__Work order__
Every line from the start of the entries up to and including the one bearing "Target: palm thatch roofing" must be printed verbatim, without the pictures.

----- Records supplied -----

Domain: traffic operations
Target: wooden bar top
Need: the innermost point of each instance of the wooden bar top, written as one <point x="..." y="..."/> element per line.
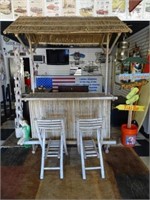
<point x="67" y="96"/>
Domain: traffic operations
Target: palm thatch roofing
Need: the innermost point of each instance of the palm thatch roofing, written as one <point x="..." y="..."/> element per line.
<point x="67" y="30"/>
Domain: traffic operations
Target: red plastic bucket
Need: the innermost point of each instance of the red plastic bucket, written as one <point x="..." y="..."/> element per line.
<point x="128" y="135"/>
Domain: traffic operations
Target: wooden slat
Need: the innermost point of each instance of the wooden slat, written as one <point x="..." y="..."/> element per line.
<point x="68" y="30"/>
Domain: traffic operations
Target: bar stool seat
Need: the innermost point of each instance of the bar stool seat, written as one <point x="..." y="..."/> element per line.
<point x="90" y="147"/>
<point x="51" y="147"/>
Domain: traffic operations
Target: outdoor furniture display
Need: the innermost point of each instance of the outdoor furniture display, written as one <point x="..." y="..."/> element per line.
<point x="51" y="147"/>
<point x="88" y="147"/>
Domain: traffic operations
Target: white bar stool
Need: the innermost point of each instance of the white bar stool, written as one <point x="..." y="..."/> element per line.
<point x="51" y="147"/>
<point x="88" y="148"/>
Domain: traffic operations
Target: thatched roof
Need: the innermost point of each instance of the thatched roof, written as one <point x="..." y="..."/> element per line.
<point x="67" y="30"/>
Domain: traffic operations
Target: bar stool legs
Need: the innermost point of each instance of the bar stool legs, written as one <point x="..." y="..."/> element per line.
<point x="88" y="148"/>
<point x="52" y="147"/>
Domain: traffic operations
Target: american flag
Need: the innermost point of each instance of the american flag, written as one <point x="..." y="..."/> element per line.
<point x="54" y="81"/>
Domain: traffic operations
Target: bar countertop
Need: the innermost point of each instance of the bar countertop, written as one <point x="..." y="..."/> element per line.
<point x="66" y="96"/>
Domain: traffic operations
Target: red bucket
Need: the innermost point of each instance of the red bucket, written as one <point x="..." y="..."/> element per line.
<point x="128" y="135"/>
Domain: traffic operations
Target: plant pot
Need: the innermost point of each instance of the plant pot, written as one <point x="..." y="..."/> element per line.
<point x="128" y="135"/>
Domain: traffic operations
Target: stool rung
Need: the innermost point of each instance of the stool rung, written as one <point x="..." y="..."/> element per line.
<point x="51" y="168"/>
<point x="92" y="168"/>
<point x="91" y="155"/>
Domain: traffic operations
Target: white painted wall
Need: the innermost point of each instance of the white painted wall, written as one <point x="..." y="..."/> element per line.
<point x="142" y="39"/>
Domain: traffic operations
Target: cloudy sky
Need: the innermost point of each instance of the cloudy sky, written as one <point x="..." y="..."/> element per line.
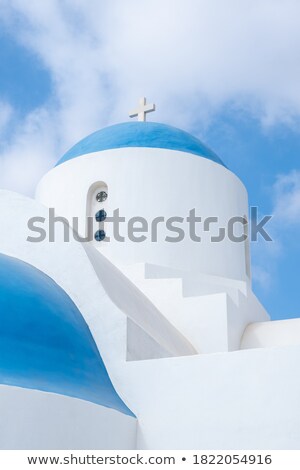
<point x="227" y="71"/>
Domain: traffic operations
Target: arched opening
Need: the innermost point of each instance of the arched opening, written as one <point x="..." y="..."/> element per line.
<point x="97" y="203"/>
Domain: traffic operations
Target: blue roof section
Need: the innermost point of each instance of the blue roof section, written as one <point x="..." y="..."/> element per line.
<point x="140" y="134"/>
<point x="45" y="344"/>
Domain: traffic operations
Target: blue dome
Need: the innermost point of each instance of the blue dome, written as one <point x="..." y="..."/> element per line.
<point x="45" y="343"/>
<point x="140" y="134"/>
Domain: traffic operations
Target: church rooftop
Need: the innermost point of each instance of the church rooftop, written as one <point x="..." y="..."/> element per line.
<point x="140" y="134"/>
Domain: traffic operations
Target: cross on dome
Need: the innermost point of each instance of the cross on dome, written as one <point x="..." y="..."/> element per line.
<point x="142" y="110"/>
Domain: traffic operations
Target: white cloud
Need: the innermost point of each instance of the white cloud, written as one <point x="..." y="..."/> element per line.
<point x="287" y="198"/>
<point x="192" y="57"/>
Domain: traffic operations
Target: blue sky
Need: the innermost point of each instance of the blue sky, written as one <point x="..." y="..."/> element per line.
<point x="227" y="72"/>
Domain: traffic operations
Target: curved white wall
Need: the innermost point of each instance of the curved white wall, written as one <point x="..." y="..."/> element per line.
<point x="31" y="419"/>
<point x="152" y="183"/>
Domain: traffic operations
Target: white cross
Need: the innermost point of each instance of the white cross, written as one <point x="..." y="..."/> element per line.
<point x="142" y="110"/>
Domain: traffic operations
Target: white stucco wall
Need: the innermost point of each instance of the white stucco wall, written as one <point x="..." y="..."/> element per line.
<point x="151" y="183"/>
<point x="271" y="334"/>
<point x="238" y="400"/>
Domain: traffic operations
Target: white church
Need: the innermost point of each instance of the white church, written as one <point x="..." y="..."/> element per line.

-----

__Written answer__
Domain: traffic operations
Target: wooden bar top
Need: the innermost point of each instance of the wooden bar top, written as one <point x="..." y="..."/> element per line.
<point x="67" y="96"/>
Domain: traffic operations
Target: palm thatch roofing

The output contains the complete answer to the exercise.